> [Task prompt]
Repeat the lines of the material below word for word, starting at the line that contains "of the reddish" and ending at the line that contains "(1220, 227)", with both of those lines included.

Dataset rows:
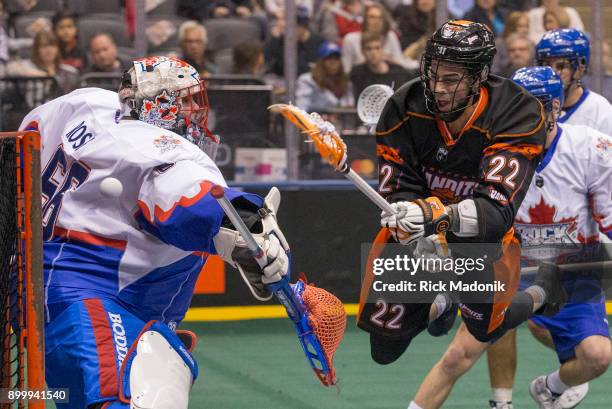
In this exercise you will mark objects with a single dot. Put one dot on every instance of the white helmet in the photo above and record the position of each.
(167, 92)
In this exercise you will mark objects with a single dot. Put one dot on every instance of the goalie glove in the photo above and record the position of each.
(420, 218)
(232, 248)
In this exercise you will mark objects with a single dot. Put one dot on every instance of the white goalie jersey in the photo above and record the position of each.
(568, 202)
(145, 247)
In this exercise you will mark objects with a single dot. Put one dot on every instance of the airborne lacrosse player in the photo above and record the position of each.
(457, 149)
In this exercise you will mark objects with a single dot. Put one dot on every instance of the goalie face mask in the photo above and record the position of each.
(168, 93)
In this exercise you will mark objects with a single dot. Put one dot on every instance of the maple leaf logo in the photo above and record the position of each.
(542, 213)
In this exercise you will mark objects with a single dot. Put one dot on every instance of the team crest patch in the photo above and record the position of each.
(603, 147)
(166, 143)
(162, 111)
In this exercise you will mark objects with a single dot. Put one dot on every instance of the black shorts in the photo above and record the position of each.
(404, 321)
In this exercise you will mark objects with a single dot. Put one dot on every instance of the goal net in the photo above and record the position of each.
(21, 272)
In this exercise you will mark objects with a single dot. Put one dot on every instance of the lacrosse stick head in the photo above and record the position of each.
(326, 320)
(323, 134)
(371, 102)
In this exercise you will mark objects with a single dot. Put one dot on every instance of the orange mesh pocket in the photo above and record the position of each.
(327, 318)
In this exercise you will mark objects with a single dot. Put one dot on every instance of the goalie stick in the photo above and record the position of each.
(331, 147)
(288, 295)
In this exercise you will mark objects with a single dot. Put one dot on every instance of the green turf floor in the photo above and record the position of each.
(259, 365)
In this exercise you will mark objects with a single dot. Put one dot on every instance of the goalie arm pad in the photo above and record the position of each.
(232, 248)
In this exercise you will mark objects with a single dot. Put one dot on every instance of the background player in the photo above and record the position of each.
(465, 155)
(117, 266)
(568, 52)
(579, 197)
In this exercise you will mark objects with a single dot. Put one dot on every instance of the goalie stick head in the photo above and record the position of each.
(168, 93)
(323, 330)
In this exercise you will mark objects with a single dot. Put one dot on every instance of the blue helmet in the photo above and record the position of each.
(541, 82)
(567, 43)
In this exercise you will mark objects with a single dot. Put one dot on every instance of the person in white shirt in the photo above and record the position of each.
(376, 19)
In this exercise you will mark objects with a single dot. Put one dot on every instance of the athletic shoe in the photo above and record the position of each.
(441, 325)
(549, 278)
(542, 395)
(500, 405)
(573, 396)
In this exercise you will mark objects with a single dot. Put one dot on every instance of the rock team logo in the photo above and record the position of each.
(166, 143)
(161, 112)
(547, 236)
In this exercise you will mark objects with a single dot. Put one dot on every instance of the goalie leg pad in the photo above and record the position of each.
(232, 248)
(161, 370)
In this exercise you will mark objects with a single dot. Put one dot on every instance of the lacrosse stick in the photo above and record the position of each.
(371, 103)
(331, 148)
(318, 316)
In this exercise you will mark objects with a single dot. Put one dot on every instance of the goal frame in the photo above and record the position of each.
(30, 259)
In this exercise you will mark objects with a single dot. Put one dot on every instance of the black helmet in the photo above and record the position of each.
(463, 43)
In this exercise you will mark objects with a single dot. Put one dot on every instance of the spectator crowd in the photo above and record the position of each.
(342, 45)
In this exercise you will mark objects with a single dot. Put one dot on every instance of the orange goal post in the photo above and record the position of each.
(21, 268)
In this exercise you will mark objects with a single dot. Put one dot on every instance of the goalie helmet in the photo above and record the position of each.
(470, 47)
(168, 93)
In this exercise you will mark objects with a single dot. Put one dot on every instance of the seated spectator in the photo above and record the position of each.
(376, 70)
(338, 18)
(487, 12)
(193, 9)
(376, 20)
(103, 54)
(193, 40)
(230, 8)
(276, 8)
(516, 22)
(536, 19)
(326, 86)
(308, 44)
(415, 21)
(249, 58)
(555, 18)
(45, 61)
(64, 27)
(510, 6)
(520, 54)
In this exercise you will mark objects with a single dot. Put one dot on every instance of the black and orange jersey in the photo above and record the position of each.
(492, 159)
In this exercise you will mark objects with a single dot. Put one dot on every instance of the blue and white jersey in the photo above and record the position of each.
(591, 110)
(568, 202)
(144, 248)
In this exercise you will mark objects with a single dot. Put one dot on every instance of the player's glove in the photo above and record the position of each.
(419, 218)
(434, 250)
(233, 249)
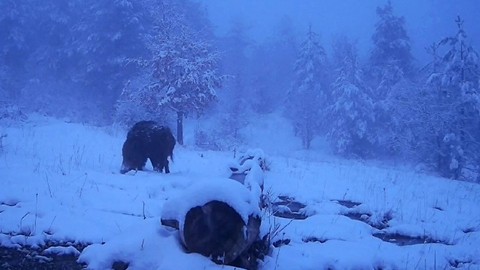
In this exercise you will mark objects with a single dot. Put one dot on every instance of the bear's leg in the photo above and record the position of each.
(167, 169)
(157, 163)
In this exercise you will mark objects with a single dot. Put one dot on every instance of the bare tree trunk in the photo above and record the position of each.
(180, 115)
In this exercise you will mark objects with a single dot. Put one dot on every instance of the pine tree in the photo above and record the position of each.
(390, 78)
(309, 92)
(455, 79)
(183, 70)
(351, 116)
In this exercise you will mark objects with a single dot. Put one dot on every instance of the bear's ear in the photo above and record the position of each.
(124, 169)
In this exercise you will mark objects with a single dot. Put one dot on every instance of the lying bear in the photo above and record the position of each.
(147, 140)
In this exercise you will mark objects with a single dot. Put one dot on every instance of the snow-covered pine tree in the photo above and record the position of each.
(455, 78)
(351, 115)
(184, 69)
(308, 94)
(393, 91)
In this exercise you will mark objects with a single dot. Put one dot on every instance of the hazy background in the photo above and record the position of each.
(427, 21)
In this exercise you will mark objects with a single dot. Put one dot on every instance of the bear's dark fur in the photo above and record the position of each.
(147, 140)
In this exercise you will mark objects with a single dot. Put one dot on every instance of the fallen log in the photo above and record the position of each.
(221, 219)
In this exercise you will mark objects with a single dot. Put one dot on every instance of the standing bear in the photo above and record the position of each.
(147, 140)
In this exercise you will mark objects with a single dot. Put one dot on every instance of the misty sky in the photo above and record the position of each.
(427, 20)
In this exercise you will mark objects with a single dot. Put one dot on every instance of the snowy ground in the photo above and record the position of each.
(60, 182)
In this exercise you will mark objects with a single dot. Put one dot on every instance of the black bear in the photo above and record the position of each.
(147, 140)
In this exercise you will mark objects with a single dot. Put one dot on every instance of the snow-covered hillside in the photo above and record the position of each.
(60, 183)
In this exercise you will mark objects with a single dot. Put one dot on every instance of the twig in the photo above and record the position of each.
(36, 214)
(48, 184)
(143, 210)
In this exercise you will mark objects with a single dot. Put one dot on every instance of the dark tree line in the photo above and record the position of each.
(122, 61)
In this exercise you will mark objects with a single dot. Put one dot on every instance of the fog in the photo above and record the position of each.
(371, 80)
(426, 20)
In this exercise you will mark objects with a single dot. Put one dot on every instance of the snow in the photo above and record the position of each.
(61, 182)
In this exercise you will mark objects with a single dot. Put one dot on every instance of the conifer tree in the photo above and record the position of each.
(309, 92)
(351, 115)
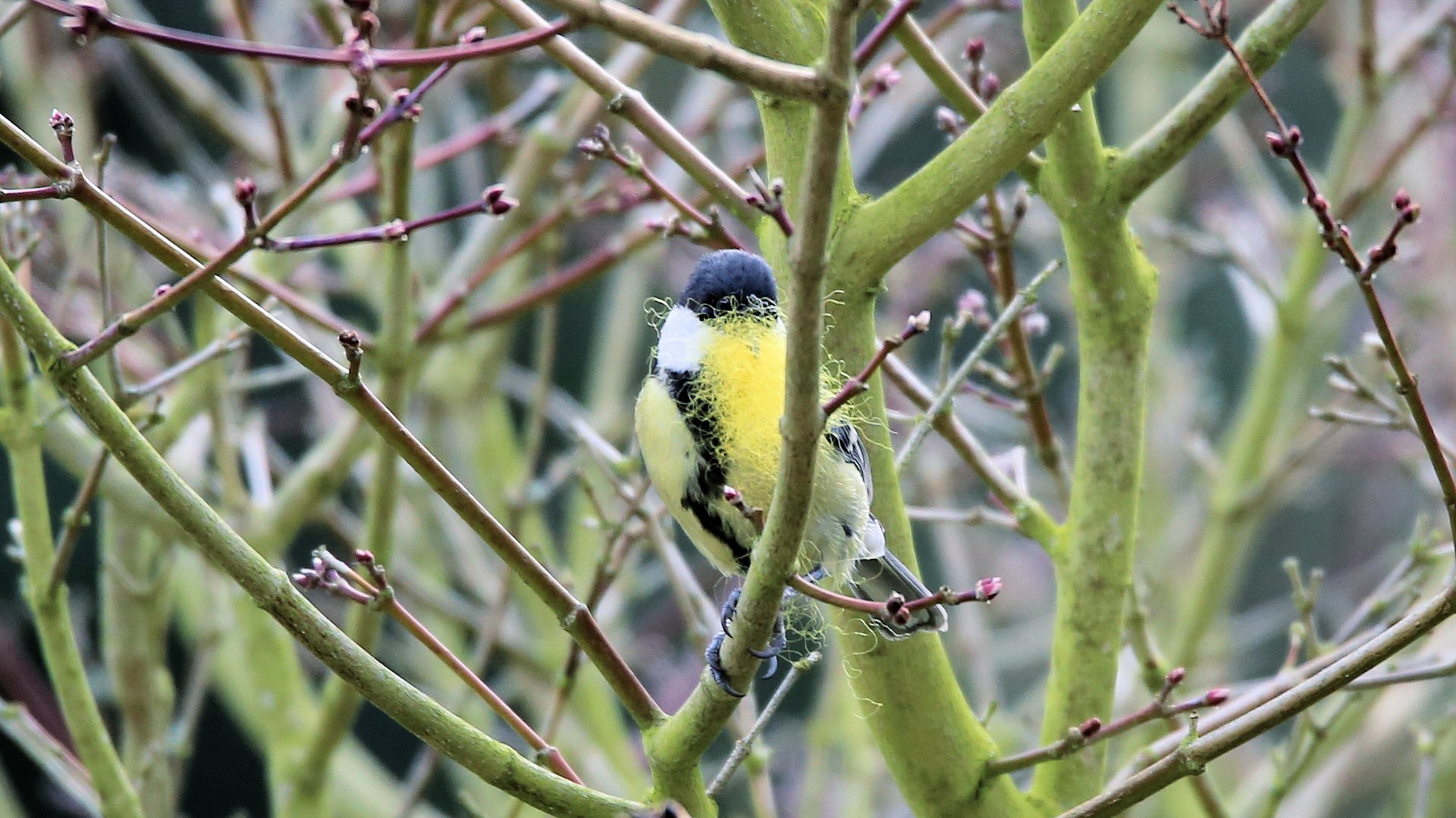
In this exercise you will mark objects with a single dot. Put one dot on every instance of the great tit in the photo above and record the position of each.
(708, 418)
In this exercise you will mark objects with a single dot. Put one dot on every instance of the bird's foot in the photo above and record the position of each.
(776, 642)
(715, 666)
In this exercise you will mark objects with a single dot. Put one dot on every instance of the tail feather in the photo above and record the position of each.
(876, 578)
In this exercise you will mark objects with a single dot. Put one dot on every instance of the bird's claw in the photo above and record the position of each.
(776, 642)
(715, 666)
(770, 655)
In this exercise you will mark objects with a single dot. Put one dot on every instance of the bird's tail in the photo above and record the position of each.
(876, 578)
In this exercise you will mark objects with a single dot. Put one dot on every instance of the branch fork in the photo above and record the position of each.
(331, 574)
(769, 200)
(858, 385)
(895, 609)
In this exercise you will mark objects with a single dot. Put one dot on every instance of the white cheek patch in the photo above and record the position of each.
(680, 342)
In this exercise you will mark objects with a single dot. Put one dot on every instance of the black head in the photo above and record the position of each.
(727, 281)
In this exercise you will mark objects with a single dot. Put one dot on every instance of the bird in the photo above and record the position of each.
(708, 420)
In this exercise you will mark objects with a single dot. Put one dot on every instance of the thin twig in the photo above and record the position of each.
(1001, 265)
(714, 235)
(522, 242)
(86, 20)
(34, 194)
(596, 264)
(631, 105)
(74, 521)
(1033, 520)
(1012, 312)
(539, 93)
(1094, 731)
(745, 745)
(334, 576)
(780, 79)
(170, 296)
(492, 203)
(914, 325)
(268, 92)
(881, 33)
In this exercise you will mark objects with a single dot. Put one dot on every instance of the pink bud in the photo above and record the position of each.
(245, 189)
(989, 85)
(989, 589)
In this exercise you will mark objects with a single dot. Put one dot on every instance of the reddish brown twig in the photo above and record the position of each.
(914, 325)
(877, 37)
(1285, 145)
(884, 79)
(712, 232)
(461, 143)
(897, 609)
(33, 194)
(74, 521)
(769, 198)
(999, 260)
(494, 203)
(562, 283)
(170, 296)
(1094, 731)
(353, 354)
(88, 20)
(331, 574)
(64, 129)
(545, 224)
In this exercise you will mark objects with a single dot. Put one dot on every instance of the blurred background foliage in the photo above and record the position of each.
(1220, 227)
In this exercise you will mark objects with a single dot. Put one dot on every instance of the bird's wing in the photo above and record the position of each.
(845, 442)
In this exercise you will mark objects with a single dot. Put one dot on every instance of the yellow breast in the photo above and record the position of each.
(743, 379)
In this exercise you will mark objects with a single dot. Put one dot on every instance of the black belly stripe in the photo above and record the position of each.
(712, 473)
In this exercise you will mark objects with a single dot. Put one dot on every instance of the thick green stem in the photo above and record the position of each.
(53, 616)
(136, 609)
(393, 350)
(1266, 417)
(1113, 292)
(945, 780)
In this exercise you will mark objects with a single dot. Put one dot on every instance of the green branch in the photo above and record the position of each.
(1184, 127)
(273, 592)
(884, 232)
(676, 747)
(573, 614)
(1114, 290)
(53, 617)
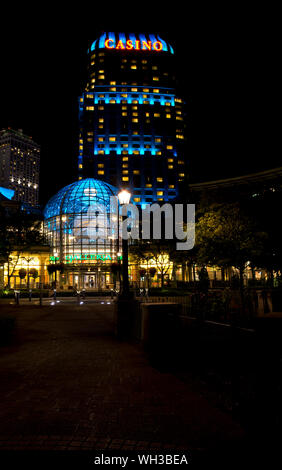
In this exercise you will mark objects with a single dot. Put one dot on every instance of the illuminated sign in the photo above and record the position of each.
(137, 45)
(83, 257)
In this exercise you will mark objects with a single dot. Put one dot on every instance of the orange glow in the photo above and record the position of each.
(147, 45)
(156, 46)
(107, 44)
(120, 45)
(129, 45)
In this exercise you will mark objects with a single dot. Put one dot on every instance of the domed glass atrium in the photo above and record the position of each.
(81, 224)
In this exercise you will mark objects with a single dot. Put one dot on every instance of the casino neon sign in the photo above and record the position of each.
(137, 46)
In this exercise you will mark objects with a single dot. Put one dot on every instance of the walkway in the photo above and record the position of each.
(67, 383)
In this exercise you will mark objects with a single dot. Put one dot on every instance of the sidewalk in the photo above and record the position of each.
(67, 383)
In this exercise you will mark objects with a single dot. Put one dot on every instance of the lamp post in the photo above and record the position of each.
(124, 199)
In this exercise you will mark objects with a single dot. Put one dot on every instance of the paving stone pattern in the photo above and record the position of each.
(67, 383)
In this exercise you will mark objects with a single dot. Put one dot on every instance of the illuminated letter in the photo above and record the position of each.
(147, 45)
(120, 45)
(157, 46)
(107, 44)
(129, 44)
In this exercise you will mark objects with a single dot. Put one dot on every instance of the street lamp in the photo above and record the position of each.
(124, 199)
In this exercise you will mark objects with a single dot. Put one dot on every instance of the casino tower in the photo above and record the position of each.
(131, 118)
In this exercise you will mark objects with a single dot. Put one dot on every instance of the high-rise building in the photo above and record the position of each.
(20, 162)
(132, 118)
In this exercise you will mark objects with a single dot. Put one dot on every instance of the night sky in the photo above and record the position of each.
(228, 73)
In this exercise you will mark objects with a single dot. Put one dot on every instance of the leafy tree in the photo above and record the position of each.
(228, 236)
(115, 269)
(156, 251)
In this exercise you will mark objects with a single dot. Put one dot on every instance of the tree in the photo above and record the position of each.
(156, 252)
(34, 273)
(228, 236)
(115, 269)
(22, 274)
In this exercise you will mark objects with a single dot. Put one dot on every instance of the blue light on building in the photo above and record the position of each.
(132, 118)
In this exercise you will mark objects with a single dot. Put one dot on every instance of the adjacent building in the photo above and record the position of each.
(132, 117)
(19, 165)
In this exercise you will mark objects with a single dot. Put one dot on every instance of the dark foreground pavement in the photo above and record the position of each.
(67, 383)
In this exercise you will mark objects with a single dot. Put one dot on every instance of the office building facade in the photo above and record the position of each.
(20, 164)
(131, 118)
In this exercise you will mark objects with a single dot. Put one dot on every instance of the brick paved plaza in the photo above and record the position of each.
(68, 383)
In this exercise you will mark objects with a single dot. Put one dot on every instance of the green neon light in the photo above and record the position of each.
(83, 257)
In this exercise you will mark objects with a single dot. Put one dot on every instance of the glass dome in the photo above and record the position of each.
(78, 197)
(81, 224)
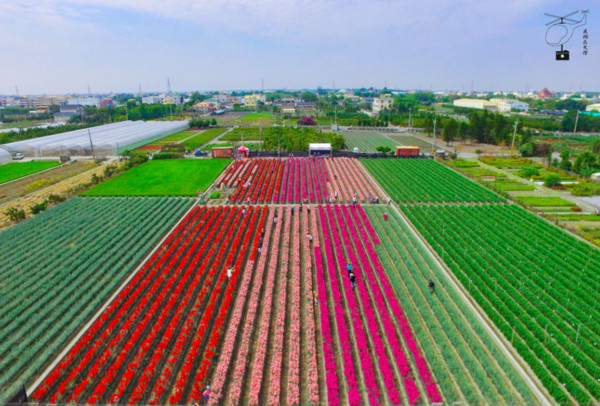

> [Result of this task]
In this exercise you will mark objects with a single dot. Put one dot on every instance of the reddish brown twig in the photo above and record the position of each.
(914, 325)
(877, 37)
(1285, 145)
(884, 79)
(712, 232)
(461, 143)
(897, 609)
(33, 194)
(74, 521)
(769, 198)
(999, 260)
(494, 203)
(562, 283)
(170, 296)
(1094, 731)
(353, 354)
(88, 20)
(331, 574)
(64, 129)
(545, 224)
In this exercise you will mark objects with a single dot. Put one dot on every instance of the blurred background foliage in the photo above and record the position of each.
(1220, 227)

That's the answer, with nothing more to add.